Task prompt ->
Output the records. Match them exactly.

# # # #

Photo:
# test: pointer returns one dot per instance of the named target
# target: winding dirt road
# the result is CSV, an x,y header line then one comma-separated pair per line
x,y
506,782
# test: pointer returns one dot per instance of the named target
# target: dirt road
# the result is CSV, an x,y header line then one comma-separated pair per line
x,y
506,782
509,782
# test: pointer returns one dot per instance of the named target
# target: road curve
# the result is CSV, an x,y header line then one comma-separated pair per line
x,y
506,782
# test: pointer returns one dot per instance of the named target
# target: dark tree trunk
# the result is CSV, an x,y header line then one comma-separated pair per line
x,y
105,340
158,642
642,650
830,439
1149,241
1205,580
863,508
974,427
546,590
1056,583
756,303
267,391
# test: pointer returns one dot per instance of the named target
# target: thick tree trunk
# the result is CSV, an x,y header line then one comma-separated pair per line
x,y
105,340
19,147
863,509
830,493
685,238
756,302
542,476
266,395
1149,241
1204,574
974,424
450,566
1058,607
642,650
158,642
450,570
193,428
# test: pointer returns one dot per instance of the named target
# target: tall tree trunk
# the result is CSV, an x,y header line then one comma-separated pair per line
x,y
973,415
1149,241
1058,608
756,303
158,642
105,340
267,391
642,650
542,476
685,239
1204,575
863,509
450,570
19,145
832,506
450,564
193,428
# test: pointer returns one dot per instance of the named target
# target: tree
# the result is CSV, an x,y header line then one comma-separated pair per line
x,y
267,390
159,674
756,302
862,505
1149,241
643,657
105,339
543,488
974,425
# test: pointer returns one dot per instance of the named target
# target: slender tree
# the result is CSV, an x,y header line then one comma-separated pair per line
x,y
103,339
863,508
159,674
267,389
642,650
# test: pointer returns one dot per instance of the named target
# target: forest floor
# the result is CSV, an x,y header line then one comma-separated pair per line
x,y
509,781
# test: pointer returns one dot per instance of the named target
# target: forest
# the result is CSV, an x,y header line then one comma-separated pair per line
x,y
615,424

# # # #

Output for this exercise ->
Photo:
# test: pointer returns one dot per instance of the named target
# target: winding dirt road
# the result is CSV, an x,y header line then one comma-separated pair per line
x,y
506,782
# test: pointer returns one dot per instance of the named target
# target: dirt road
# the result is CSV, an x,y header line then one comma-separated pair per line
x,y
506,782
509,782
# test: pointer returns one dot per instance of the named target
# target: road curve
# the result is CSV, an x,y header line then one comma-separated pair per line
x,y
506,782
# test: pointer returns one dot per instance of the named target
# target: dark tree trunk
# the result is CSV, an x,y header line then one comma-separated pair per line
x,y
105,340
158,642
642,650
830,439
1149,241
1205,580
863,508
974,427
546,590
1056,583
756,303
267,391
# test: pointer returns one dot per instance of the named target
# target: thick tree trunk
# the result is CSV, an x,y header line then one comma-separated pair per line
x,y
105,340
19,147
863,509
830,493
685,238
756,302
542,476
266,395
1149,241
1204,574
974,424
450,566
1058,607
642,650
158,642
450,570
193,428
# test: pointer returns one dot per instance of the named target
# target: tall tree trunk
# the result is CSV, an x,y header line then one comma-separated pair per line
x,y
973,415
1149,241
1058,608
756,303
158,642
105,340
267,391
642,650
542,476
685,239
1204,575
863,509
450,570
19,145
832,506
450,564
193,428
# test: pointer returns one dot per instance of the named target
# target: tree
# the result is CSV, an x,y header line then one comma-separated pair per line
x,y
267,390
159,674
756,302
862,505
1149,241
643,657
105,339
543,488
974,425
# test: pointer returns one dot per instance of the named target
# target: slender tree
# the result is CSV, an x,y header line then one comma-separated pair per line
x,y
103,339
863,508
159,674
267,389
642,650
# test: pointer returns one dot per instance of the named target
# target: forest floor
# the result is CSV, an x,y header line then one comma-separated pair per line
x,y
509,781
# test: pointer returns one dot per instance of the named target
# target: forest
# the result is CSV, an x,y header line then one comma-separated pair per line
x,y
615,424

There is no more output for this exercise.